**Vorliegender Text:**
········

Philipp von Stosch
Gemme mit Haupt der Medusa des Steinschneiders Sophokles, Stich von Bernard Picart, Gemmae antiquae caelatae, S. 89

Die Sammlung Stosch war eine der bedeutendsten archäologischen Sammlungen des 18. Jahrhunderts. Sie umfasste in erster Linie originale antike Gemmen sowie Kopien, Imitate und Abgüsse weiterer Werke. Durch die Dokumentation der Sammlung ist sie bis heute noch weitestgehend fassbar und Gegenstand der Forschung.

········

**Aufgelistete Einträge:**
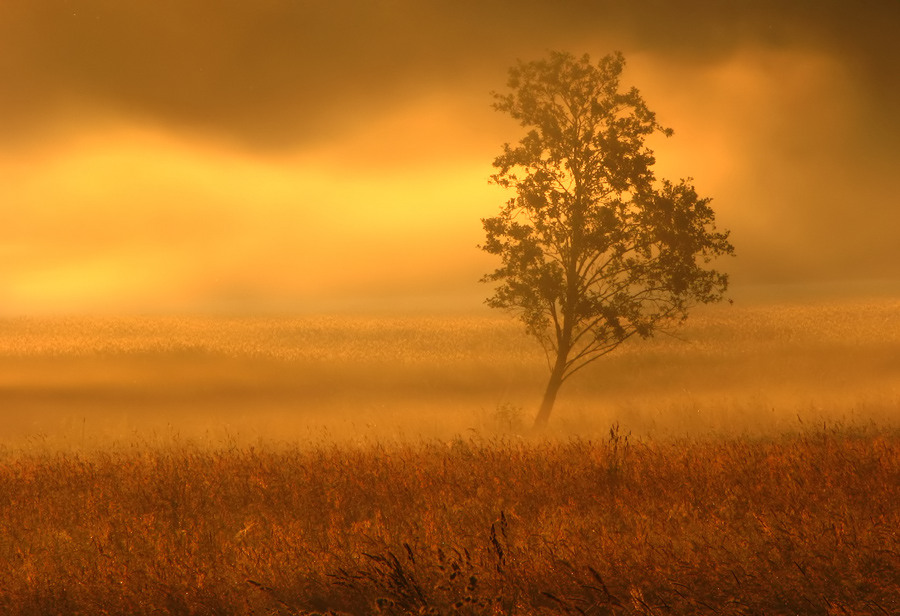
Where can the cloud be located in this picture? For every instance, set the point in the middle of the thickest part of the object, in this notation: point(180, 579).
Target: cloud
point(201, 153)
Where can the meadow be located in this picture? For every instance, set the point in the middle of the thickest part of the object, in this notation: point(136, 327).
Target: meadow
point(381, 465)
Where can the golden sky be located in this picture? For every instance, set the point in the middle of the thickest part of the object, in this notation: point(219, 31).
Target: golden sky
point(291, 155)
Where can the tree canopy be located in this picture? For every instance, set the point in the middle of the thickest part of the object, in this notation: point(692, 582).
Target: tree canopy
point(594, 248)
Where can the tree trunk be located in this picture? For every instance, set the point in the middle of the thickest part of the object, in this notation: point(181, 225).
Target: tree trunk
point(553, 385)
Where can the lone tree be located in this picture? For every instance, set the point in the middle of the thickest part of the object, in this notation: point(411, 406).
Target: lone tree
point(594, 249)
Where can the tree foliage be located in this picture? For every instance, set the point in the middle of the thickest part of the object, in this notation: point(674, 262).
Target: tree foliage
point(594, 248)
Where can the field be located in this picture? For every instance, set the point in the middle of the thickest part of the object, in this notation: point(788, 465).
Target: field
point(85, 383)
point(380, 465)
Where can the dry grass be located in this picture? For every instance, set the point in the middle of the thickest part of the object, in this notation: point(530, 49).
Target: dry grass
point(287, 466)
point(802, 524)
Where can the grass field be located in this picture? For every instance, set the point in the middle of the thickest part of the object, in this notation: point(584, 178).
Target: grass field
point(378, 465)
point(802, 524)
point(92, 382)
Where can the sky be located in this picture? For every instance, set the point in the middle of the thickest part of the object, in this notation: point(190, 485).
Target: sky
point(302, 156)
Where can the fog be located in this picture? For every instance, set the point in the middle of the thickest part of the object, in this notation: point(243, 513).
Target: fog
point(294, 157)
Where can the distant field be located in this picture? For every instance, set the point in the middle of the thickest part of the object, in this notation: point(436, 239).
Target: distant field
point(87, 382)
point(293, 466)
point(800, 525)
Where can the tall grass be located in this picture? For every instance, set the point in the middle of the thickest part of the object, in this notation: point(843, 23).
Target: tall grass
point(800, 524)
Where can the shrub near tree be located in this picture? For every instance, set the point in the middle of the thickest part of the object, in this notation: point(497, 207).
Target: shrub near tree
point(594, 248)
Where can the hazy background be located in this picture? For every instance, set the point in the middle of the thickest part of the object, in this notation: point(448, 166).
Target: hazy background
point(289, 155)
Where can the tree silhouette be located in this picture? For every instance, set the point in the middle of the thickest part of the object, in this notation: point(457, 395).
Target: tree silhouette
point(594, 249)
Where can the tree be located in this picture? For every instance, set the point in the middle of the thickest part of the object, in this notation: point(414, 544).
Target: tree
point(594, 249)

········

**Aufgaben:**
A: Was umfasste die Sammlung laut dem Text zur Sammlung Stosch in erster Linie?
B: Schreibe im Text zur Sammlung Stosch den Abschnitt von „Die Sammlung Stosch“ bis „Gegenstand der Forschung.“ neu und setze dabei „Schmucksteine“ an die Stelle von „Gemmen“.
C: Erkläre mit Bezug auf den Text zur Sammlung Stosch, warum die Sammlung bis heute noch weitestgehend fassbar ist.

**Die Antworten:**
A: In erster Linie originale antike Gemmen.

B:
Die Sammlung Stosch war eine der bedeutendsten archäologischen Sammlungen des 18. Jahrhunderts. Sie umfasste in erster Linie originale antike Schmucksteine sowie Kopien, Imitate und Abgüsse weiterer Werke. Durch die Dokumentation der Sammlung ist sie bis heute noch weitestgehend fassbar und Gegenstand der Forschung.

C: Die Sammlung wurde dokumentiert. Durch diese Dokumentation ist sie bis heute noch weitestgehend fassbar und Gegenstand der Forschung.